- [Task]
State how many lines of the records that follow contain the word "below". Give the number alone.

Labeled-object pointing entries
---*---

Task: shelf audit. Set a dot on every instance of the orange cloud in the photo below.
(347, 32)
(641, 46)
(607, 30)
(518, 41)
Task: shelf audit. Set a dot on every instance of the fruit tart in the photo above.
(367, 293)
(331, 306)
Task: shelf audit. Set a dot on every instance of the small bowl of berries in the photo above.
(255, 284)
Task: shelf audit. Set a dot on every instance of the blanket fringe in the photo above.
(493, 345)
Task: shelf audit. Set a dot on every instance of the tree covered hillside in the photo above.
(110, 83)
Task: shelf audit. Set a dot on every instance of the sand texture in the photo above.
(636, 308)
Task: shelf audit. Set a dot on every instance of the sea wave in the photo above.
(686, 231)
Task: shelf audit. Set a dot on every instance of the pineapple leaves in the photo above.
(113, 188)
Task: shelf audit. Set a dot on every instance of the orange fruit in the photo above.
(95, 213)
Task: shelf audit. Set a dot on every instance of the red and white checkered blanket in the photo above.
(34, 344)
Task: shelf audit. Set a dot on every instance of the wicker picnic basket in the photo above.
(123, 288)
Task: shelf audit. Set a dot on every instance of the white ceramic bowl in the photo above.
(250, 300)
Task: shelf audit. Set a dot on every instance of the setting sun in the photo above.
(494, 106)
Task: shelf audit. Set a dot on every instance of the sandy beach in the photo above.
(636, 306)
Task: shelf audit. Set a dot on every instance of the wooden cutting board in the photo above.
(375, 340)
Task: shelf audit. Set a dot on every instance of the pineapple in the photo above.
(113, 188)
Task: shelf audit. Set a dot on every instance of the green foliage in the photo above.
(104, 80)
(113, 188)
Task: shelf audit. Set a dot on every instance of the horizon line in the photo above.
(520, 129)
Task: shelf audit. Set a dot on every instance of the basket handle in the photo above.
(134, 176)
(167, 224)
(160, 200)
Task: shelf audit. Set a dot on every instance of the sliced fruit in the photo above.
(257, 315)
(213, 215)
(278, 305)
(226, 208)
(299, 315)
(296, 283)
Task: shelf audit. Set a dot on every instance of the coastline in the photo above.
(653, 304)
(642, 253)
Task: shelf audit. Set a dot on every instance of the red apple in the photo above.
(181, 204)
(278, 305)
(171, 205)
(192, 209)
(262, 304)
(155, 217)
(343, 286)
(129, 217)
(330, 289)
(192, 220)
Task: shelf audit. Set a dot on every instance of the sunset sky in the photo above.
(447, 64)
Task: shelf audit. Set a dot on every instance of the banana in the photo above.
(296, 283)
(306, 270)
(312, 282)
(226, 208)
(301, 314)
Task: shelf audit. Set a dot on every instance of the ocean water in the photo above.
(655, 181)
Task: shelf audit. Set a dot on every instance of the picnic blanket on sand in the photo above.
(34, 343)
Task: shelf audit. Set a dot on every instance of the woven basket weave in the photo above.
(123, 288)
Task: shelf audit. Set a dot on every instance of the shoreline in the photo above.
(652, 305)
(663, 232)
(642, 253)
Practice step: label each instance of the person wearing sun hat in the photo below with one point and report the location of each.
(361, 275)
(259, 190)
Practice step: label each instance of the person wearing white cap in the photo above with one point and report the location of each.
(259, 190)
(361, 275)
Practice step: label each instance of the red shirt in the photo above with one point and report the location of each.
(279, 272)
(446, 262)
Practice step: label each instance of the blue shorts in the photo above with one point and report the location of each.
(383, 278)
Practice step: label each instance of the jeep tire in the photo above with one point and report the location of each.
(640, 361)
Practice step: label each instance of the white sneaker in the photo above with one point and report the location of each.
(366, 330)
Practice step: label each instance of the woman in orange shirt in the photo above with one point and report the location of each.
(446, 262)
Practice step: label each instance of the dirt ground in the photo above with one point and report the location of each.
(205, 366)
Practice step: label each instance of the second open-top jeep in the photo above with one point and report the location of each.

---*---

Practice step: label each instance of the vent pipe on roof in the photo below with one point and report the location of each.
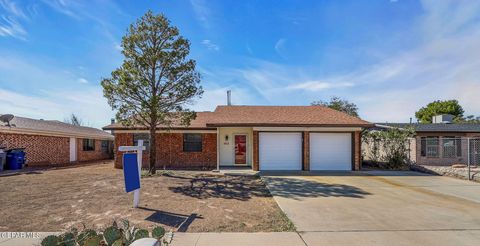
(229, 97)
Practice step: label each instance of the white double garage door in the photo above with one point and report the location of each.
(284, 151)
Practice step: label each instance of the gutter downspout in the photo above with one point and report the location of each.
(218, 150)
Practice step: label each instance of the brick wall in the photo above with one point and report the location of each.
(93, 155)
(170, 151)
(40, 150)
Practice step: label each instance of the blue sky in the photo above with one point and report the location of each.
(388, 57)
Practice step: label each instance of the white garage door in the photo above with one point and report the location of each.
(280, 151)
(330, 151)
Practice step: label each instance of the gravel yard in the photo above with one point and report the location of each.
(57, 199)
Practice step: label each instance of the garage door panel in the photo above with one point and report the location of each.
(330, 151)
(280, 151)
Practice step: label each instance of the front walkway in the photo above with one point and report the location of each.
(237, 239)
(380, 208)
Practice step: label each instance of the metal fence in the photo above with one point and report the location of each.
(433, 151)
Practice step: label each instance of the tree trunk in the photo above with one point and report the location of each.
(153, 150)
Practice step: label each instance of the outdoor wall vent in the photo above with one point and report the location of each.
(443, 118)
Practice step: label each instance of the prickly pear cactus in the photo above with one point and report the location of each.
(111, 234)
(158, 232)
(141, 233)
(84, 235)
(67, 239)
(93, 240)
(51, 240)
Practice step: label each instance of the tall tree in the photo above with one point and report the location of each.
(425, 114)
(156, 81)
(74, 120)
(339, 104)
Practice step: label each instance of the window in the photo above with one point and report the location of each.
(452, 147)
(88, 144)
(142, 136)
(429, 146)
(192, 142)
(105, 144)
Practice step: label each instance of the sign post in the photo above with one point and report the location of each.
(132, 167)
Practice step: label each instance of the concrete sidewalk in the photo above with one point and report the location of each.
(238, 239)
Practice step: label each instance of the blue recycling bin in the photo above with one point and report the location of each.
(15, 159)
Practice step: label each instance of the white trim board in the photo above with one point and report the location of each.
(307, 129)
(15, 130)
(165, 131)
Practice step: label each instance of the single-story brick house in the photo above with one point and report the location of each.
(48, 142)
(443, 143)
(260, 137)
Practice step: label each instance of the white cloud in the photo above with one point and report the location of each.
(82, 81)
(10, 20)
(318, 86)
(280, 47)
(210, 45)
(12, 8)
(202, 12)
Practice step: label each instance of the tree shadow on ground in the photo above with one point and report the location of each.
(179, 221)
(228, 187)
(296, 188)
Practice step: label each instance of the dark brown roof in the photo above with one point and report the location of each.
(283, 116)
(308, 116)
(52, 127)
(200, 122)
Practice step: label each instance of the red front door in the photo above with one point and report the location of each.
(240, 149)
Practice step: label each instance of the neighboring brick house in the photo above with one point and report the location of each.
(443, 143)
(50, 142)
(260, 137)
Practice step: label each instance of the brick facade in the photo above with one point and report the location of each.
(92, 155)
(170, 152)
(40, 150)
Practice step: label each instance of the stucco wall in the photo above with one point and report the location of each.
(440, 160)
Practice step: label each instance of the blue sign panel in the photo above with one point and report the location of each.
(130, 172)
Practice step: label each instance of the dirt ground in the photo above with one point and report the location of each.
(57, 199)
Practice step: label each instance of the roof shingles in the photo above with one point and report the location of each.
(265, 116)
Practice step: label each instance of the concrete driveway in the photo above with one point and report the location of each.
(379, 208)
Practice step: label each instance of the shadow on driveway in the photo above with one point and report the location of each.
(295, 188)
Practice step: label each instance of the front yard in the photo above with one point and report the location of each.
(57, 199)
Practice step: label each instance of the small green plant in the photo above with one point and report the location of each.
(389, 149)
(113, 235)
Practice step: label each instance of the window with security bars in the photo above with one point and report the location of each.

---*---

- [In response]
3